• **Task requirements**: Count the lines in the material below that contain the string "sailing", treating uppercase and lowercase as distinct. Give only the number.
--- begin Given data ---
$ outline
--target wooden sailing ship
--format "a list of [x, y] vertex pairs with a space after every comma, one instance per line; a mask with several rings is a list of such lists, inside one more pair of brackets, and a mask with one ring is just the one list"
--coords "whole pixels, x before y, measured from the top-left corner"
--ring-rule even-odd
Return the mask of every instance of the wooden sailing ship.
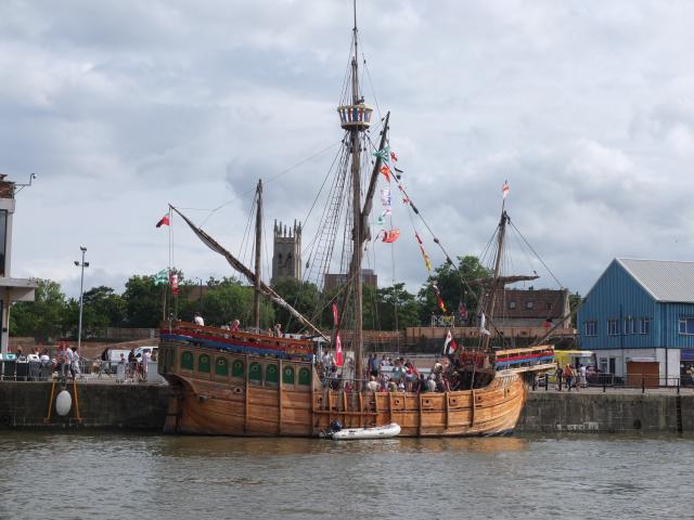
--- end Given data ---
• **Full answer**: 2